** Written task **
In the forum post, what kind of evidence does FW say has not been given to show an increase in recruitment or membership retention?

So my original point remains unchanged which is going with the CAP cadet model for promotions (with different promotion requirements/time lines) makes for sense than segregating NCOs and Officers for CAP.

Title: Re: NCO selling points and benefits??
Post by: FW on August 11, 2017, 08:58:54 AM
After reading post after post, thread after thread, and listened to varying opinions on this subject, I still have no reason to think Civil Air Patrol would change with an expansion of the NCO program.
There has been no empirical evidence given showing an increase in recruitment or membership retention.   There has been no evidence given showing an increased effectiveness in mission attainment, or strategic, tactical, and immediate goals made.  There hasn't even been evidence showing Vanguard's increased uniform accessory sales.

** Supplied records **
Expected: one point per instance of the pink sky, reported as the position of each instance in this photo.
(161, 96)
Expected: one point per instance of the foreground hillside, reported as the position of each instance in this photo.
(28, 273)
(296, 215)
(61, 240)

** Task answer **
Empirical evidence.